Natural-language object grounding data:

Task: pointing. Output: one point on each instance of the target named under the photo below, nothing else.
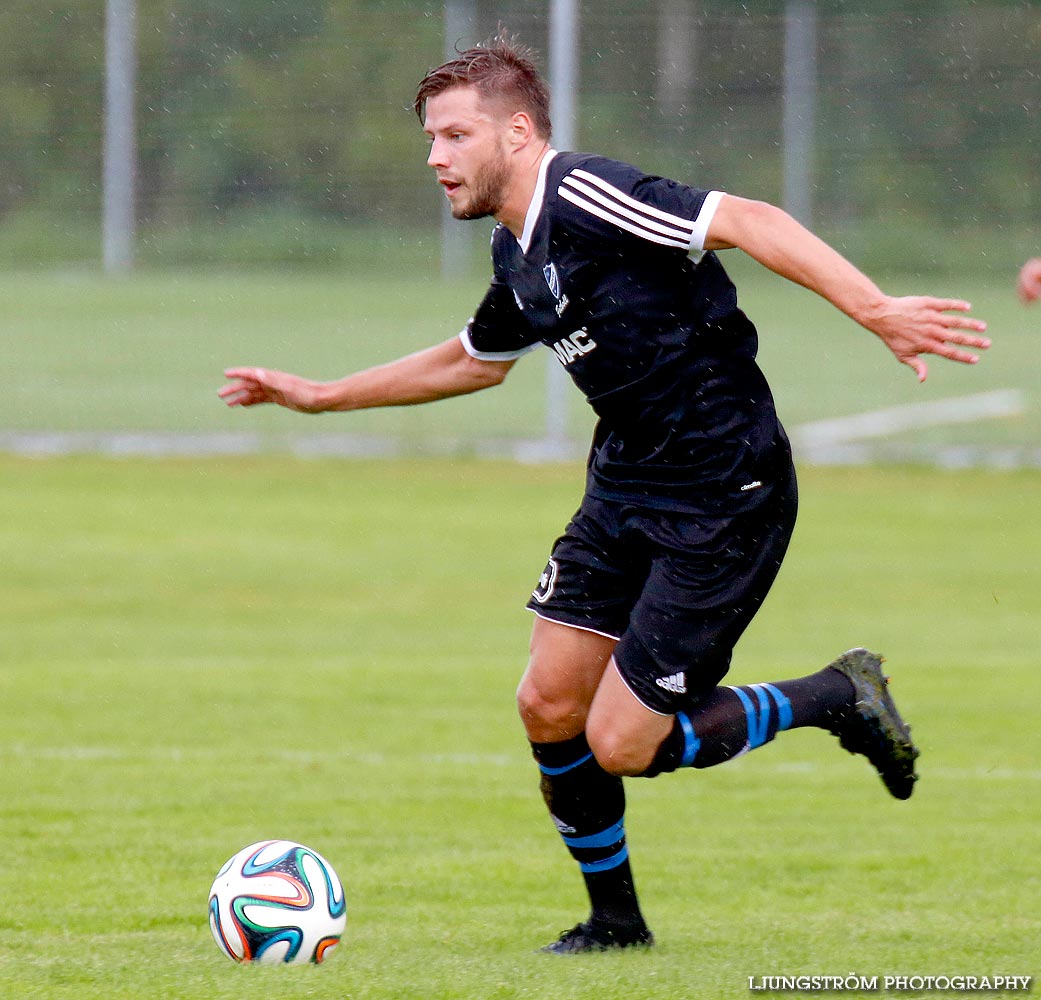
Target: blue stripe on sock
(604, 839)
(608, 863)
(784, 707)
(758, 721)
(566, 767)
(690, 742)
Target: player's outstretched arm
(911, 326)
(1029, 285)
(435, 374)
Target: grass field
(197, 655)
(85, 354)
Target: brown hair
(499, 69)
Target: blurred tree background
(279, 131)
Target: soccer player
(690, 494)
(1030, 281)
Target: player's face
(468, 152)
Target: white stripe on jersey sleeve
(649, 222)
(467, 345)
(704, 220)
(678, 222)
(678, 231)
(602, 212)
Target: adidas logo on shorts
(677, 683)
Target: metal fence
(182, 132)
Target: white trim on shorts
(595, 632)
(572, 624)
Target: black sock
(587, 806)
(731, 721)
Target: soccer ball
(277, 901)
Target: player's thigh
(564, 669)
(705, 586)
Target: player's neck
(514, 209)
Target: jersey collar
(535, 205)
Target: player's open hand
(251, 386)
(918, 325)
(1029, 285)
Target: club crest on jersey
(556, 288)
(552, 279)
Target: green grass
(82, 353)
(198, 655)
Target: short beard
(488, 193)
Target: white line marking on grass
(911, 416)
(173, 754)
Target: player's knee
(617, 752)
(549, 716)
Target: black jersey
(611, 276)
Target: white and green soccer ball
(277, 901)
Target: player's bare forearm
(434, 374)
(910, 327)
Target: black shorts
(677, 590)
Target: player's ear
(522, 128)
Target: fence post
(119, 180)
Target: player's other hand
(250, 386)
(918, 325)
(1029, 285)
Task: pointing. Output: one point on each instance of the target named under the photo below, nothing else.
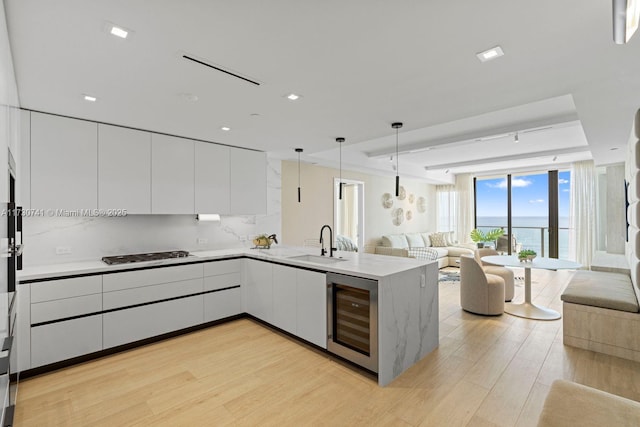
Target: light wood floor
(487, 371)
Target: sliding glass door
(532, 208)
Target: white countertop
(538, 262)
(356, 264)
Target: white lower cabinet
(311, 307)
(300, 303)
(258, 292)
(221, 304)
(133, 324)
(284, 298)
(64, 340)
(289, 298)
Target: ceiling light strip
(220, 69)
(626, 14)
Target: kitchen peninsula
(284, 287)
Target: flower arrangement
(479, 237)
(527, 255)
(264, 241)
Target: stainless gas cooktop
(151, 256)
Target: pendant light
(396, 126)
(340, 141)
(298, 150)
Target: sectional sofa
(442, 245)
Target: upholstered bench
(572, 404)
(601, 313)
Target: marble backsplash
(92, 238)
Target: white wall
(301, 221)
(616, 224)
(9, 139)
(93, 238)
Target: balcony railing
(536, 238)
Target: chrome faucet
(323, 251)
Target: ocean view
(531, 231)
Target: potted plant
(480, 237)
(526, 255)
(264, 241)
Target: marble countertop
(356, 264)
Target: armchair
(506, 273)
(480, 293)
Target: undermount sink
(317, 258)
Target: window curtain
(446, 207)
(582, 223)
(348, 212)
(455, 207)
(464, 202)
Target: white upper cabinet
(248, 182)
(211, 178)
(124, 169)
(64, 162)
(172, 175)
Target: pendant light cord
(396, 126)
(397, 164)
(340, 141)
(299, 150)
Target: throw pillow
(437, 240)
(415, 240)
(449, 239)
(395, 241)
(426, 254)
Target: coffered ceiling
(563, 85)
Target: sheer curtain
(455, 207)
(582, 222)
(464, 213)
(446, 207)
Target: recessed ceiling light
(190, 97)
(119, 32)
(489, 54)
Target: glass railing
(536, 238)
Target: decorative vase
(262, 242)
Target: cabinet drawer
(68, 307)
(222, 267)
(64, 340)
(135, 296)
(155, 276)
(219, 305)
(125, 326)
(65, 288)
(222, 281)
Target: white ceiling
(360, 65)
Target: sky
(529, 195)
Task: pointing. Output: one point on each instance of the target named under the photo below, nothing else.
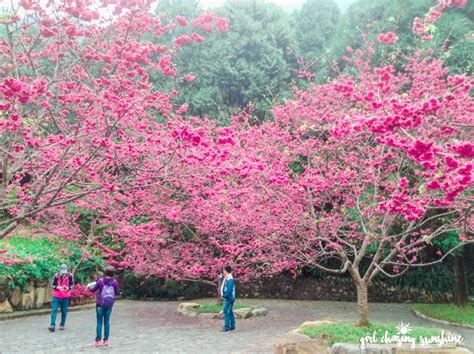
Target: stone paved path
(154, 327)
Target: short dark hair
(109, 271)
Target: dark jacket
(228, 290)
(99, 285)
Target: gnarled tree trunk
(363, 303)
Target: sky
(288, 5)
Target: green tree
(246, 66)
(315, 26)
(453, 32)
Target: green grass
(349, 333)
(448, 312)
(215, 308)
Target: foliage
(348, 333)
(248, 67)
(448, 312)
(139, 287)
(40, 258)
(78, 114)
(315, 27)
(430, 284)
(366, 19)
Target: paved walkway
(154, 327)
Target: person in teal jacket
(228, 299)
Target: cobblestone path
(154, 327)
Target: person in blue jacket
(228, 299)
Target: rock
(185, 308)
(259, 311)
(40, 295)
(207, 315)
(315, 323)
(298, 344)
(48, 298)
(243, 313)
(15, 297)
(431, 350)
(5, 307)
(344, 348)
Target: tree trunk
(363, 304)
(460, 295)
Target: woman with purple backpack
(106, 289)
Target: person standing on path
(62, 284)
(228, 299)
(107, 289)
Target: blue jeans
(103, 315)
(229, 318)
(63, 303)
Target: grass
(448, 312)
(215, 308)
(349, 333)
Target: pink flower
(182, 21)
(451, 162)
(456, 3)
(222, 24)
(387, 38)
(189, 77)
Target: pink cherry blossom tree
(78, 115)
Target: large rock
(48, 298)
(299, 344)
(259, 311)
(207, 315)
(344, 348)
(315, 323)
(40, 295)
(5, 307)
(186, 308)
(15, 297)
(243, 313)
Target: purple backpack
(107, 296)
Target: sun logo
(403, 328)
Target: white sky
(287, 4)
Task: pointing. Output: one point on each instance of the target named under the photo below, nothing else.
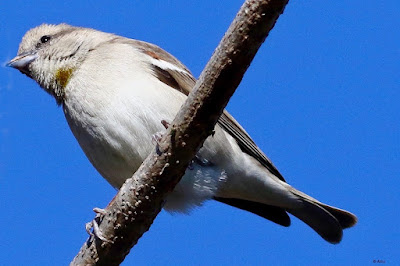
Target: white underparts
(200, 183)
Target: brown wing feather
(184, 81)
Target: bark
(132, 211)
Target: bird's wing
(173, 73)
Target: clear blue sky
(322, 99)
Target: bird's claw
(93, 229)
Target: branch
(132, 211)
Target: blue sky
(321, 99)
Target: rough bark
(133, 209)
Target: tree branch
(140, 199)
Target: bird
(114, 91)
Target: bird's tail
(326, 220)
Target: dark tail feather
(326, 220)
(272, 213)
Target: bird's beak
(22, 61)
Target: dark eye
(45, 38)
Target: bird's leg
(92, 227)
(156, 138)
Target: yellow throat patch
(63, 75)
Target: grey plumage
(114, 92)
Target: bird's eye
(45, 39)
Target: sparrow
(115, 91)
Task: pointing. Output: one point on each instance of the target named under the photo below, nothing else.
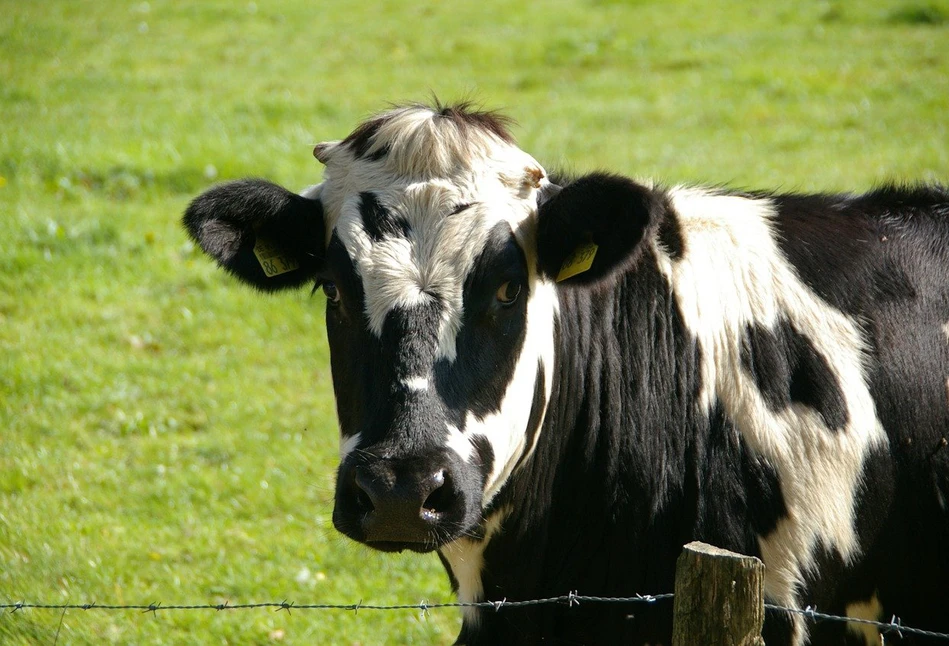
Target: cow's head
(438, 244)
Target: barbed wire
(893, 627)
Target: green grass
(166, 435)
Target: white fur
(733, 274)
(347, 444)
(416, 384)
(871, 610)
(460, 443)
(466, 559)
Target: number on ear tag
(273, 260)
(578, 262)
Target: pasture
(169, 436)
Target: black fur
(788, 368)
(609, 211)
(227, 220)
(626, 470)
(378, 221)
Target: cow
(556, 382)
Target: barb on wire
(894, 627)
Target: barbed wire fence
(892, 628)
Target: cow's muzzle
(394, 505)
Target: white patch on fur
(733, 274)
(347, 444)
(466, 559)
(416, 384)
(459, 443)
(871, 610)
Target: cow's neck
(610, 453)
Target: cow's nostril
(441, 498)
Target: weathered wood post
(719, 598)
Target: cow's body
(766, 373)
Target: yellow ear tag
(578, 262)
(273, 260)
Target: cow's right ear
(262, 233)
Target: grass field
(167, 436)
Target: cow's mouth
(401, 546)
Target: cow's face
(440, 327)
(438, 272)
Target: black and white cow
(556, 387)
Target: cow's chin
(401, 546)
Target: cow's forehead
(426, 159)
(414, 197)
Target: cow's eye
(332, 294)
(508, 292)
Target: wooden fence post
(719, 598)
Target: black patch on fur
(787, 368)
(670, 235)
(891, 284)
(378, 221)
(410, 335)
(360, 139)
(538, 404)
(766, 506)
(465, 115)
(485, 453)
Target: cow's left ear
(262, 233)
(594, 227)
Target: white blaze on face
(348, 444)
(465, 557)
(450, 187)
(506, 430)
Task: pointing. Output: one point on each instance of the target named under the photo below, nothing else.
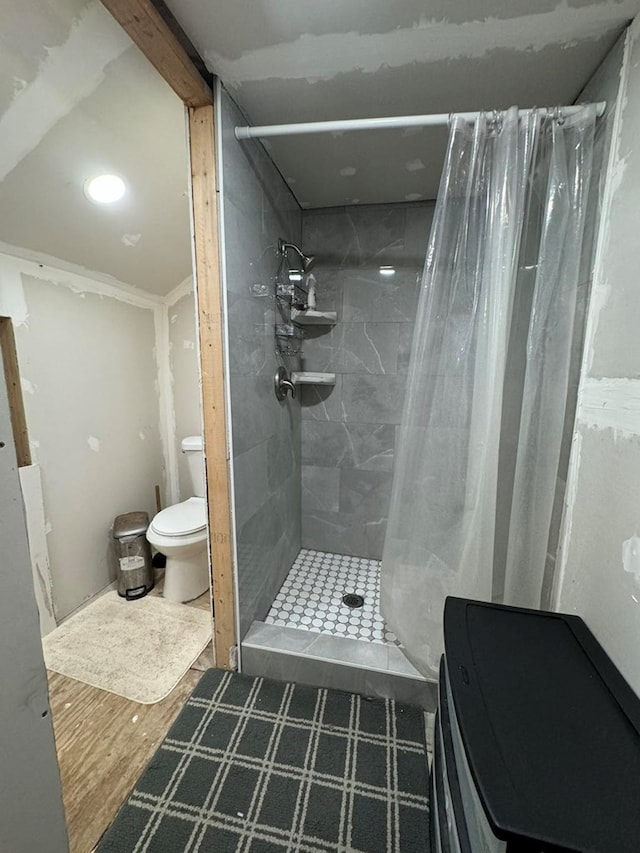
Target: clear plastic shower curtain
(440, 534)
(569, 165)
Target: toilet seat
(189, 516)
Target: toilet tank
(192, 448)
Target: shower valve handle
(282, 384)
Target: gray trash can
(135, 570)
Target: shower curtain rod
(388, 122)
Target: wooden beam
(147, 27)
(14, 392)
(211, 330)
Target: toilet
(180, 533)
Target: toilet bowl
(180, 533)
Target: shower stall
(313, 473)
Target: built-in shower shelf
(309, 378)
(311, 317)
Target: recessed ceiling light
(105, 189)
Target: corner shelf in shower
(307, 377)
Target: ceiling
(303, 60)
(77, 98)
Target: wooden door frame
(159, 36)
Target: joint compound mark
(631, 557)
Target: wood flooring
(104, 742)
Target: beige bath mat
(137, 649)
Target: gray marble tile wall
(349, 431)
(257, 209)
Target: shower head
(307, 260)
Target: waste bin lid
(130, 524)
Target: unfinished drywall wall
(599, 575)
(88, 368)
(183, 364)
(31, 811)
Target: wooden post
(211, 328)
(14, 392)
(148, 28)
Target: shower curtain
(514, 187)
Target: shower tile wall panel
(258, 208)
(349, 431)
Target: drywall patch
(631, 558)
(326, 56)
(12, 300)
(611, 404)
(16, 262)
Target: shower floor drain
(352, 600)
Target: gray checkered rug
(261, 766)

Task statement: Only the lines from the one that contains "Target: wooden post" to the end of the data should be output, exactly as they appear.

Reply to the exercise:
Target: wooden post
(211, 328)
(14, 392)
(148, 28)
Target: shower curtain
(514, 187)
Target: shower tile wall panel
(258, 208)
(349, 431)
Target: drywall patch
(631, 558)
(326, 56)
(12, 300)
(611, 404)
(16, 262)
Target: shower floor drain
(352, 600)
Target: gray checkered rug
(261, 766)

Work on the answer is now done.